### Available data
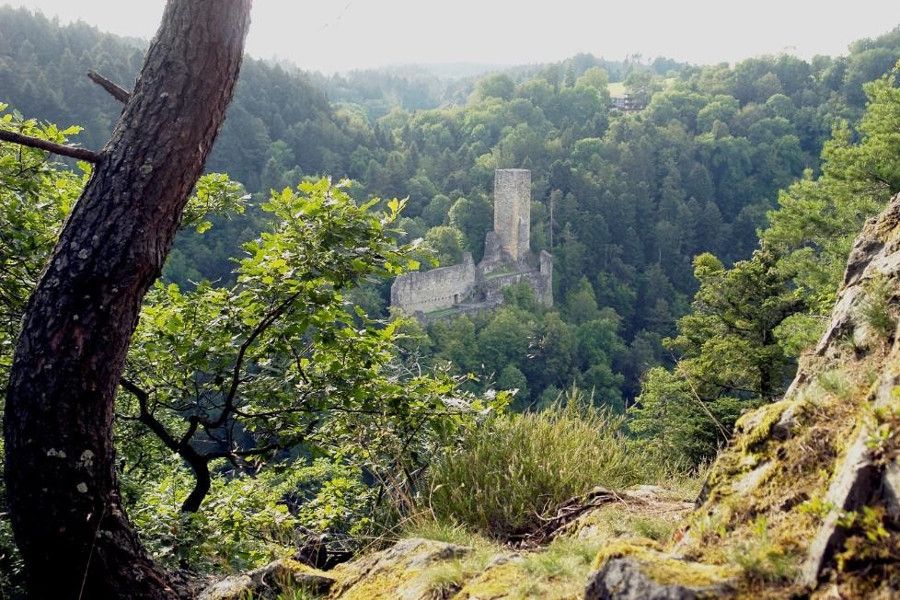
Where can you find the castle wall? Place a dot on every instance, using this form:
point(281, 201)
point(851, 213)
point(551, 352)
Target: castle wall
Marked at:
point(436, 289)
point(508, 260)
point(512, 211)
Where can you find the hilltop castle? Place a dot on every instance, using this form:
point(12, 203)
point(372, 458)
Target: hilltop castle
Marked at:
point(507, 260)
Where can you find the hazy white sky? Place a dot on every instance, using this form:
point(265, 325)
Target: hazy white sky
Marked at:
point(346, 34)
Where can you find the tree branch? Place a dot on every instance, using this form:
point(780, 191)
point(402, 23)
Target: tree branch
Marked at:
point(114, 90)
point(260, 328)
point(61, 149)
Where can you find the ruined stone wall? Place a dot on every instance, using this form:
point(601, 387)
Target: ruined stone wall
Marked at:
point(512, 211)
point(436, 289)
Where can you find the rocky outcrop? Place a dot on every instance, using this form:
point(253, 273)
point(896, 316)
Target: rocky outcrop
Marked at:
point(805, 498)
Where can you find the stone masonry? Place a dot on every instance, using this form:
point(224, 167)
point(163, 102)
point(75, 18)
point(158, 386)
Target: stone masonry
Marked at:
point(508, 260)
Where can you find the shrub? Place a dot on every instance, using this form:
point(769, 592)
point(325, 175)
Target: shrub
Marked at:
point(514, 470)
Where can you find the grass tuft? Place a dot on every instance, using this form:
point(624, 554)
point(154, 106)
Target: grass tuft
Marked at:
point(511, 474)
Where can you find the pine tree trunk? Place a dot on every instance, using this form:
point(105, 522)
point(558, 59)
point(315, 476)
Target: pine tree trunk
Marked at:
point(66, 510)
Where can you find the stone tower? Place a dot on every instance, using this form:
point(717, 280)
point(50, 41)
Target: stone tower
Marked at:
point(512, 211)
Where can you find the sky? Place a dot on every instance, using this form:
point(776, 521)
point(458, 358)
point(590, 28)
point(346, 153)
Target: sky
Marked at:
point(340, 35)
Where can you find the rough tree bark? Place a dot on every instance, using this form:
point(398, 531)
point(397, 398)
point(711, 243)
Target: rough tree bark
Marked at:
point(66, 511)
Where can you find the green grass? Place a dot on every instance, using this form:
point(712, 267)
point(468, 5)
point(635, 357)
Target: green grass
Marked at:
point(517, 469)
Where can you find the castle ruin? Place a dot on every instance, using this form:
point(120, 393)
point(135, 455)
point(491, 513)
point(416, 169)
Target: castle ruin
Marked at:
point(508, 260)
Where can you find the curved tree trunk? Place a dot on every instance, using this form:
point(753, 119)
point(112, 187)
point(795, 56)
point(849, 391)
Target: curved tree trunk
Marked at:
point(66, 511)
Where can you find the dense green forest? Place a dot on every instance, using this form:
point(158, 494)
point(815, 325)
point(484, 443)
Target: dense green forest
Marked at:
point(636, 196)
point(698, 245)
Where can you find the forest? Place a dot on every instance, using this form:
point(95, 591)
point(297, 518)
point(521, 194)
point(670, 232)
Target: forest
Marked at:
point(271, 400)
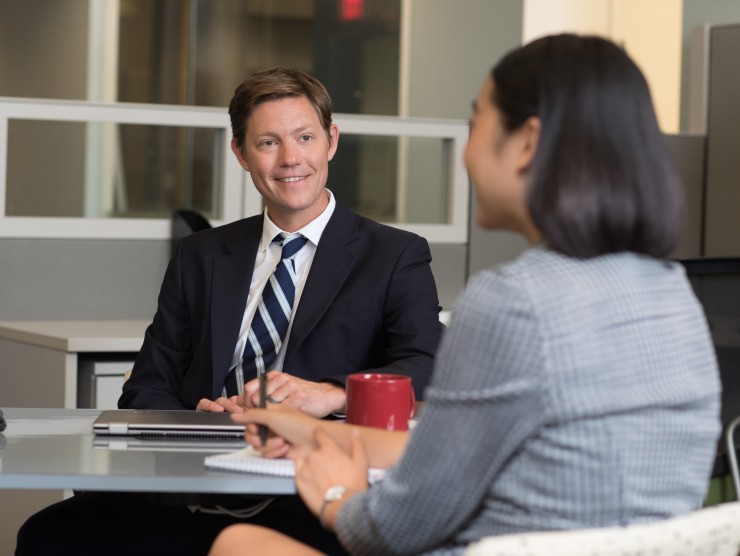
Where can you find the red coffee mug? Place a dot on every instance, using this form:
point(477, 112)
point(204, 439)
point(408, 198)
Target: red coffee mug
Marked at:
point(384, 401)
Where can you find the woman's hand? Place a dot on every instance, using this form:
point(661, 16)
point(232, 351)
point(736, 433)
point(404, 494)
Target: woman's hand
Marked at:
point(291, 432)
point(329, 465)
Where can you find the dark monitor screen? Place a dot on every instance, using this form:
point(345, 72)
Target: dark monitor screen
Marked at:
point(716, 282)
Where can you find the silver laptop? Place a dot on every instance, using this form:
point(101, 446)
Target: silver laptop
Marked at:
point(209, 444)
point(155, 422)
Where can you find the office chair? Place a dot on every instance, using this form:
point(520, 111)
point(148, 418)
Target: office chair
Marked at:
point(186, 222)
point(712, 531)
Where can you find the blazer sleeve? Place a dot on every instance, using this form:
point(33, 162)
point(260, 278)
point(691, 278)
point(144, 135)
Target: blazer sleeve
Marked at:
point(411, 316)
point(166, 353)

### Given exercise
Rescale the lines starting at the one containing "Where can you find the woman's" and ending at the final line above, writing every line out in full. Multiply each coordinate listed under "Marked at:" by 0.45 and round to a whole number, with halves rounding up; leave all other numbers as they are.

### Response below
Where can you find the woman's hand? Place a dot on every instance, using this form:
point(661, 16)
point(232, 351)
point(736, 433)
point(404, 494)
Target: woman's hand
Marked at:
point(131, 194)
point(148, 209)
Where can you find the dark monitor screen? Place a dot on every instance, using this form:
point(345, 72)
Target: dark monitor screen
Marked at:
point(322, 127)
Where can you find the silver laptop? Place a dot on every instance, using this form:
point(101, 446)
Target: silver laptop
Marked at:
point(94, 200)
point(70, 190)
Where can you find the office chair? Place a dot on every instance, using this form:
point(520, 111)
point(148, 418)
Target: office chair
Marked at:
point(84, 100)
point(320, 239)
Where can you find the blazer sleeve? Place a dot on every instance, using this form:
point(33, 162)
point(260, 278)
point(691, 278)
point(144, 135)
Target: blazer sleeve
Marked at:
point(185, 142)
point(75, 159)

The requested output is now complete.